→ Given exercise
Could you give the material again, starting at the line that contains "Target: low stone wall" and ending at the line that contains "column 359, row 377", substituting "short stone wall" for "low stone wall" and leaving everything else unchanged?

→ Record list

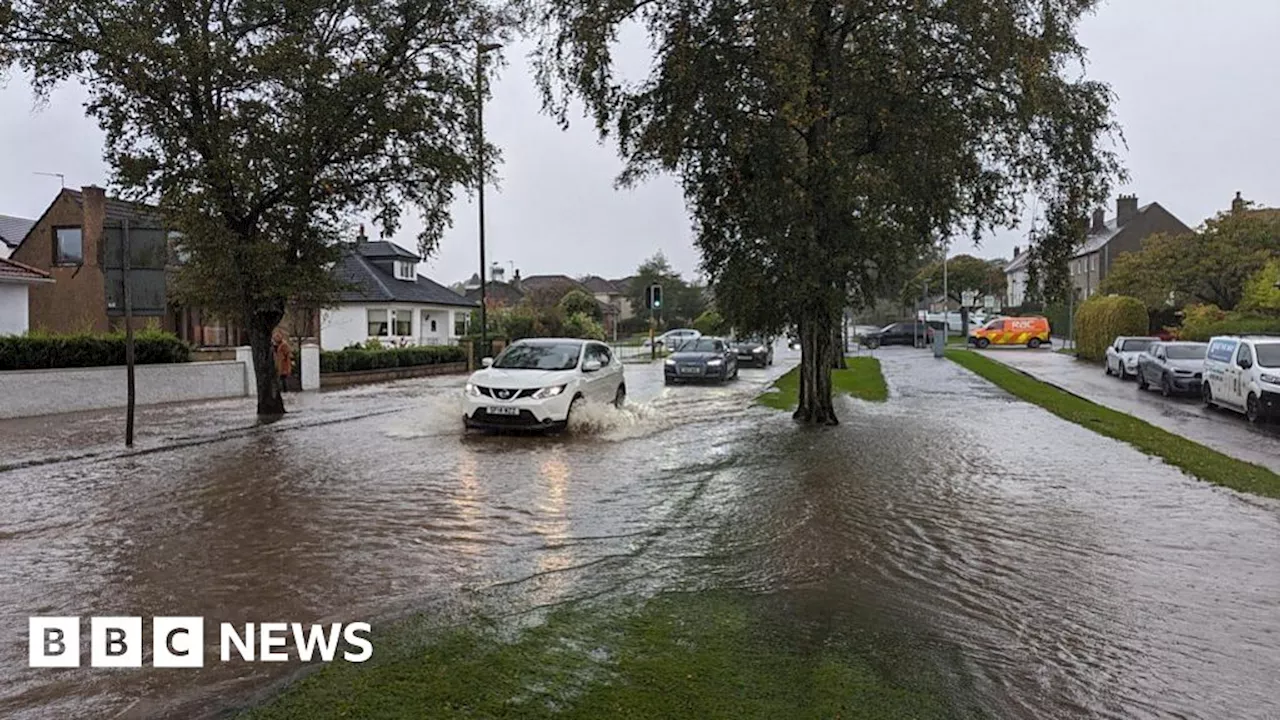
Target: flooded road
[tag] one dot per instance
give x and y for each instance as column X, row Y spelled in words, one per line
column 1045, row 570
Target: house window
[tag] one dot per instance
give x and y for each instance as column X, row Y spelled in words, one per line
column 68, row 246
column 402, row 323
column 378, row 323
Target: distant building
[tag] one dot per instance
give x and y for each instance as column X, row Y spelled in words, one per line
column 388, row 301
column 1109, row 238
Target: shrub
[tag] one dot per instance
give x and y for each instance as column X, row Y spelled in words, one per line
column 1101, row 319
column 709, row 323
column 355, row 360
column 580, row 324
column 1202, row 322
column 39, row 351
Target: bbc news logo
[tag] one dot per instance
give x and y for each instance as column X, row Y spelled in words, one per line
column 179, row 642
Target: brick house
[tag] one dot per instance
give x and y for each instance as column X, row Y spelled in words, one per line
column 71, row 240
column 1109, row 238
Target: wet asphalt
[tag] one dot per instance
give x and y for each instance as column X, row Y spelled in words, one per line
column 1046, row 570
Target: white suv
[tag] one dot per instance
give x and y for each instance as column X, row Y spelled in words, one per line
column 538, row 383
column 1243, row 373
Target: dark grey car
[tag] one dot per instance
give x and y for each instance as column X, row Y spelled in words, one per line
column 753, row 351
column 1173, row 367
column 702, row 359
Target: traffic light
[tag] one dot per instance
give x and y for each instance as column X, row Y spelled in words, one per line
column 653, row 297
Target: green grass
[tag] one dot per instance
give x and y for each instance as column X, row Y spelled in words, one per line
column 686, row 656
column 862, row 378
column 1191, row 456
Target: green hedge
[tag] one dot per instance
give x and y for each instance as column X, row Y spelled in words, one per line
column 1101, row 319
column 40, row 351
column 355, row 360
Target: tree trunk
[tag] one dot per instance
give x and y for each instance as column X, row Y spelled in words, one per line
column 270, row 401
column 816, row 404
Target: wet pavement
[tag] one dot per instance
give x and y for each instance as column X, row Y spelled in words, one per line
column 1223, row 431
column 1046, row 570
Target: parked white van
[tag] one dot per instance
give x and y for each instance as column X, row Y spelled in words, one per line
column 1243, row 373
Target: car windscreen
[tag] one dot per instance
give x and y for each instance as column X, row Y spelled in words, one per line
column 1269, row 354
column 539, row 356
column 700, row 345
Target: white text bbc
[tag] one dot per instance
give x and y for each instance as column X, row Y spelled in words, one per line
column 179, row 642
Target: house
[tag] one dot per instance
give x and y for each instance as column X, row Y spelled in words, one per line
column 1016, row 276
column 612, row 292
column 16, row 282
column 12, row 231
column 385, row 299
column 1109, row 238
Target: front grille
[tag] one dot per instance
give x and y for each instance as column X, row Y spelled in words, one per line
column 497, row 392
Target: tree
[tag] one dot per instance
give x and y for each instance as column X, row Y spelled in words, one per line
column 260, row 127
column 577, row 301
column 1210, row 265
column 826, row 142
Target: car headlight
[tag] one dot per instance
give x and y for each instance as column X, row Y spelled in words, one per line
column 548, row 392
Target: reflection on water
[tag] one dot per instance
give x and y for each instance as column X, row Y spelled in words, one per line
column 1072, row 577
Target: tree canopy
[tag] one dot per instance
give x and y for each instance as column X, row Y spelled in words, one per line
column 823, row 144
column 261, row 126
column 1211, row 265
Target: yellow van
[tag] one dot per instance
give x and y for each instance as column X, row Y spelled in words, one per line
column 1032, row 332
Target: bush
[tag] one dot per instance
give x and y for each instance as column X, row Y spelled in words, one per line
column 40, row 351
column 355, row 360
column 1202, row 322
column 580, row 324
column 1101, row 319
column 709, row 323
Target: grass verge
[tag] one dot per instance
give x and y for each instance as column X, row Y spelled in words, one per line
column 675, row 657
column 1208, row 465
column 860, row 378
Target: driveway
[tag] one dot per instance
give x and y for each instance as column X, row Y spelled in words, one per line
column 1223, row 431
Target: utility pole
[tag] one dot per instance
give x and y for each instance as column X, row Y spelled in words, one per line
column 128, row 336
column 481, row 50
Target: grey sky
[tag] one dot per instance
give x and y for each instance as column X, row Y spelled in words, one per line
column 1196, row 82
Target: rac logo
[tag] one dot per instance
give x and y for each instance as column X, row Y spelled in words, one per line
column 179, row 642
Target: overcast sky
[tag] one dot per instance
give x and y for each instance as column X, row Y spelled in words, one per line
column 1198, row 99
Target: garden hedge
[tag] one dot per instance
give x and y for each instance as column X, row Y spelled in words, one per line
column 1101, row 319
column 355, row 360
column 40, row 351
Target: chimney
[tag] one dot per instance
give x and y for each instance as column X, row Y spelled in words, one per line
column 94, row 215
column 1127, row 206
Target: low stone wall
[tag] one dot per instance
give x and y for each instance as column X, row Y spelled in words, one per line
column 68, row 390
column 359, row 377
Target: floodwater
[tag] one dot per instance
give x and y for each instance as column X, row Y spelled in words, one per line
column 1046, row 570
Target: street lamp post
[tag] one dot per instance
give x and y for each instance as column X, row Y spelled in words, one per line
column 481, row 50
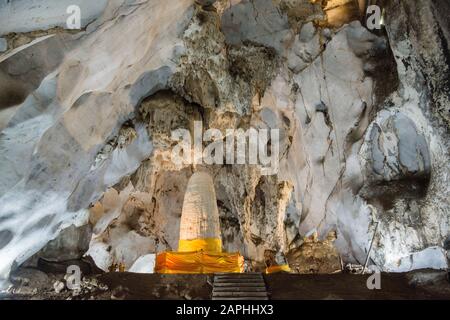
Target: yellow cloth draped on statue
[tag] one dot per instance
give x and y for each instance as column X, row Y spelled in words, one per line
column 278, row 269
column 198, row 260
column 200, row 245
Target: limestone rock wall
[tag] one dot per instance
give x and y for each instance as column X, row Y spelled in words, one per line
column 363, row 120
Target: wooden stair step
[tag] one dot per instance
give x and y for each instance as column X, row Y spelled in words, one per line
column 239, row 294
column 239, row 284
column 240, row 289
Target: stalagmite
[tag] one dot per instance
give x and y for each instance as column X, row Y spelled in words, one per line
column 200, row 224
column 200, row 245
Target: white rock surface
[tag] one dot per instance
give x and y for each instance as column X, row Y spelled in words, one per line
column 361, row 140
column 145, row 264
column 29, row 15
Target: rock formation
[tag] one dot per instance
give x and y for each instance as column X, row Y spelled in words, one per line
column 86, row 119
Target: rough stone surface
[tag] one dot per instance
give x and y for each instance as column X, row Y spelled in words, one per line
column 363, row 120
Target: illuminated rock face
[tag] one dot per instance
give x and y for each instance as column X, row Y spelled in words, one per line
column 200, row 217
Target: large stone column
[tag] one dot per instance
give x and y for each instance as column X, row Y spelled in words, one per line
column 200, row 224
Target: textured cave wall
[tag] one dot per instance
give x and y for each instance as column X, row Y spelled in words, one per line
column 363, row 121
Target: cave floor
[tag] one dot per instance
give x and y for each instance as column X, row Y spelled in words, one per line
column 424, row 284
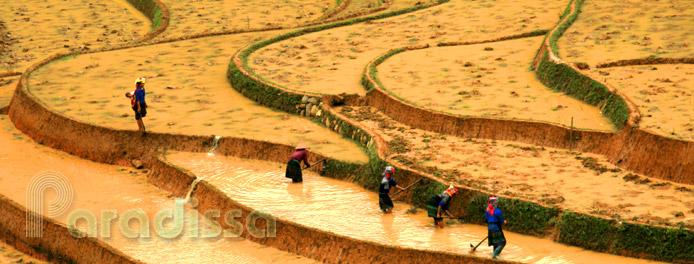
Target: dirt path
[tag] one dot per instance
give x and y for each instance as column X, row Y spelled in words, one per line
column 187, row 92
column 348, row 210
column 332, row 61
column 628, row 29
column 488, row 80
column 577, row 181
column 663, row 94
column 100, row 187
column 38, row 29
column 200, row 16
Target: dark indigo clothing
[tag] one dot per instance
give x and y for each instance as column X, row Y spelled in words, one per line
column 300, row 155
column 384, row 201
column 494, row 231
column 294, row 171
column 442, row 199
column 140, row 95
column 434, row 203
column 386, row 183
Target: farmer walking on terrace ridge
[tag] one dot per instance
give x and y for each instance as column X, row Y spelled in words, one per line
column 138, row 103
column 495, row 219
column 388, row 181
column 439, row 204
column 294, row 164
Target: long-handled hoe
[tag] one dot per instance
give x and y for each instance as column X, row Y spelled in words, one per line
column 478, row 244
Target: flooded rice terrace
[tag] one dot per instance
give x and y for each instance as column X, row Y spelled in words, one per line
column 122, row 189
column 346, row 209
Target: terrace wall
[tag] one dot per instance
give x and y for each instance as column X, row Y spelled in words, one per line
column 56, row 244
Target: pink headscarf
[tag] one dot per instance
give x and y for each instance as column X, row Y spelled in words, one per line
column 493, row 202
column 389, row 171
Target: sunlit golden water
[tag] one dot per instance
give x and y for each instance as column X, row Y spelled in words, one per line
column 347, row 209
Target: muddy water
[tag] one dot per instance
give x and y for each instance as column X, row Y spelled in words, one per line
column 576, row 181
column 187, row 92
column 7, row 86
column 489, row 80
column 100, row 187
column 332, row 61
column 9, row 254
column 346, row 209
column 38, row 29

--

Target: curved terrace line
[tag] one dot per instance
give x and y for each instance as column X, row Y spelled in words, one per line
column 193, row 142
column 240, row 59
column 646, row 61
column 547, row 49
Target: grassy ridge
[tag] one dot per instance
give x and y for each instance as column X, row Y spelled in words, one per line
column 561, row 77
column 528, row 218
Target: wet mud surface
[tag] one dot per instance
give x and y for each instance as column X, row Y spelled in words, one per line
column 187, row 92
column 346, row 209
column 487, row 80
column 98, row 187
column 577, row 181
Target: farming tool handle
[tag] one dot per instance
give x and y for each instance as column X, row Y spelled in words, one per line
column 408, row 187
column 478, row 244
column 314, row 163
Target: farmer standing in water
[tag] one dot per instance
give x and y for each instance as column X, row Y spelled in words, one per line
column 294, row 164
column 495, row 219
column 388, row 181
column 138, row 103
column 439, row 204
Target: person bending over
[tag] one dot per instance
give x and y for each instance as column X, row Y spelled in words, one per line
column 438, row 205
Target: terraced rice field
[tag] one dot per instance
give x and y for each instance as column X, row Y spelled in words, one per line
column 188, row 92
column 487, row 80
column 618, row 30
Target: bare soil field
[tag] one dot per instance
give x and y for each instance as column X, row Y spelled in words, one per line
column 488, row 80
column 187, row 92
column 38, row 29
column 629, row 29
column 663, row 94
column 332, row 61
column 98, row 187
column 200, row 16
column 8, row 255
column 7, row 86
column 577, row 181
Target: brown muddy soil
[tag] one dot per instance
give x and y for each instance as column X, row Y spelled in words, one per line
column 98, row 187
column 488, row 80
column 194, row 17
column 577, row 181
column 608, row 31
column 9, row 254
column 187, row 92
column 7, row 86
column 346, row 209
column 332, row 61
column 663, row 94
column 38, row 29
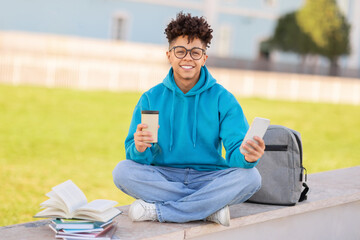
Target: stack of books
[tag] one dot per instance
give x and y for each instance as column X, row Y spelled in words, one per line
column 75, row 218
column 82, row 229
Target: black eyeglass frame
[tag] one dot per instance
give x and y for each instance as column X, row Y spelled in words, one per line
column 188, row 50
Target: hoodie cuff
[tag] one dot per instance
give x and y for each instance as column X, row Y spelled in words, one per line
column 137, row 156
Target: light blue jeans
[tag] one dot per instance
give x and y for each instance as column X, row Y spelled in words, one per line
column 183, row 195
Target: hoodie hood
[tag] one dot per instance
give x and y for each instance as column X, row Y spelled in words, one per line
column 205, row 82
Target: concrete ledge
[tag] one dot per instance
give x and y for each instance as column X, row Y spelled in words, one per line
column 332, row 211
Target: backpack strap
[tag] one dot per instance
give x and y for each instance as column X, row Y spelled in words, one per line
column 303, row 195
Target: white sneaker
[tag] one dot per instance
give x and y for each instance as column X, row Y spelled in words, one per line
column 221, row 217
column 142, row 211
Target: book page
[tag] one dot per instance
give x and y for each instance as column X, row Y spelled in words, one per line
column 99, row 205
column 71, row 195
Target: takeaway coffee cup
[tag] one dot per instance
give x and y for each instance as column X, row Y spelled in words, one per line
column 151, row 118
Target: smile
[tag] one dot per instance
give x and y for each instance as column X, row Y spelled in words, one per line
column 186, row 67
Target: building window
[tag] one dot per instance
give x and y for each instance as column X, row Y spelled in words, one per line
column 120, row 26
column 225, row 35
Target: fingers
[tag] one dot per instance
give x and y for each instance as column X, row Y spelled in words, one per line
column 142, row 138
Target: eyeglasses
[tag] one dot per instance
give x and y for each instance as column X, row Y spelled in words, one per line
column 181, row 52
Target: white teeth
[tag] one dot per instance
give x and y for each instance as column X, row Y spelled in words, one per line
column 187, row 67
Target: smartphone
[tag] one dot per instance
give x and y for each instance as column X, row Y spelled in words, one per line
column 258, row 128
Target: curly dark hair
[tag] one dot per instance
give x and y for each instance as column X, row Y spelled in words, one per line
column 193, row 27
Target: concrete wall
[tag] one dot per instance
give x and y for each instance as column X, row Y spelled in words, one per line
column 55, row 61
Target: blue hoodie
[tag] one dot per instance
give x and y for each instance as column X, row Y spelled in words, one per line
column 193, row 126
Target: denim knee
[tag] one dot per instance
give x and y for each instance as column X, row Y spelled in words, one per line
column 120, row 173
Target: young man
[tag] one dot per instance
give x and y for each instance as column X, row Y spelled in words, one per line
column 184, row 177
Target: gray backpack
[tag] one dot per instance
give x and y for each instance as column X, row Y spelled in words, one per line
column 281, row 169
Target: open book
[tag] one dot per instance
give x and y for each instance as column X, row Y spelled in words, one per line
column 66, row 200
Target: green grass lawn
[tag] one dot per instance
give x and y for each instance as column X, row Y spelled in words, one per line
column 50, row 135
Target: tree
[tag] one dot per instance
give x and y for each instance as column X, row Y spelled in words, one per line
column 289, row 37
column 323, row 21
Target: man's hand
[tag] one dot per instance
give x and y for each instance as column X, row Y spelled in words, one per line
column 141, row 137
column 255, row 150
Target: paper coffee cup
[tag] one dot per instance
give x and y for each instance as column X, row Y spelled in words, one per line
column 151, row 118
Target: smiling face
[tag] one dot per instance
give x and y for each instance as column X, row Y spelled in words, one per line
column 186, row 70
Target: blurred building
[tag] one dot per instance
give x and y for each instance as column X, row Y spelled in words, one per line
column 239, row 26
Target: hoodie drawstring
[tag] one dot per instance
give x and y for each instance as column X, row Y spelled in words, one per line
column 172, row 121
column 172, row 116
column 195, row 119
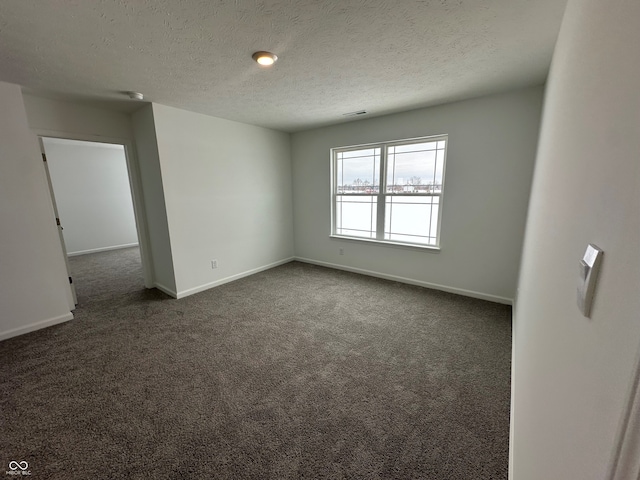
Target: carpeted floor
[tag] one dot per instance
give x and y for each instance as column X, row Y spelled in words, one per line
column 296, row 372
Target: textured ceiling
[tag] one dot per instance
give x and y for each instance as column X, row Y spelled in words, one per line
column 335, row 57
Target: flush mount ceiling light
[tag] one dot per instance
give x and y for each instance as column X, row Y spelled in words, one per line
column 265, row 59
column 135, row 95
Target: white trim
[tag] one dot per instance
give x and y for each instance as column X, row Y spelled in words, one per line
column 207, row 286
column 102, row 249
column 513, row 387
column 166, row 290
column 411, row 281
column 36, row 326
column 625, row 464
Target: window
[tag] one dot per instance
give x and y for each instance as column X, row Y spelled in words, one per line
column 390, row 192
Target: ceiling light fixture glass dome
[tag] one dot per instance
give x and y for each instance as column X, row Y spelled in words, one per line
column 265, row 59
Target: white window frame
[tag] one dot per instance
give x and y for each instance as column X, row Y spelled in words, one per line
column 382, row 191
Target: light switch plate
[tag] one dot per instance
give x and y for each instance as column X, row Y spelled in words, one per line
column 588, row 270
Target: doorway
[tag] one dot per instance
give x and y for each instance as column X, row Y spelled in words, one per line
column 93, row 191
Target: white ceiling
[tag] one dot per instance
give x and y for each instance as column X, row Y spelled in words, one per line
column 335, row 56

→ Response for this exercise
Target: short stone wall
[tag] one dot per instance
give x and y for each instance as column X, row Y spelled in words, one per line
column 68, row 390
column 359, row 377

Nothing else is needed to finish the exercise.